(begin)
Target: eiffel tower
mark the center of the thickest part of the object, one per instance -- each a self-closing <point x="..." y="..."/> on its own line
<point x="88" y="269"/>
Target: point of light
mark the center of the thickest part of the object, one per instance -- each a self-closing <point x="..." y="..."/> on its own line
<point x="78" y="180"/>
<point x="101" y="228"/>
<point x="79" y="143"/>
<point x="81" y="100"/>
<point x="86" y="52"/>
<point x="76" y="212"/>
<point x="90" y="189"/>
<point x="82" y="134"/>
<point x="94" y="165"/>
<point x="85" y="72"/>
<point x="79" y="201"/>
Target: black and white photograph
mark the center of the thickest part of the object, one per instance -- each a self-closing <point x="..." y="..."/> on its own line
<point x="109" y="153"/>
(end)
** BRIEF **
Edit the material above by replacing "thickest part" with "widest part" wherever it appears, keeping everything else the same.

** PROBLEM SOLUTION **
Target: eiffel tower
mark the center of the widest part of the object, one per instance -- each a self-closing <point x="..." y="..."/> on its own line
<point x="88" y="269"/>
Target: point of light
mark the center of the widest part of the object, one per instance -- each a self-closing <point x="..." y="..."/> on its own line
<point x="78" y="180"/>
<point x="101" y="228"/>
<point x="79" y="143"/>
<point x="81" y="100"/>
<point x="86" y="52"/>
<point x="76" y="212"/>
<point x="90" y="189"/>
<point x="82" y="134"/>
<point x="94" y="165"/>
<point x="85" y="72"/>
<point x="79" y="201"/>
Target: black and white photograph
mark the center of the widest part of the object, one per instance -- each a self-closing <point x="..." y="..."/> on its own line
<point x="109" y="153"/>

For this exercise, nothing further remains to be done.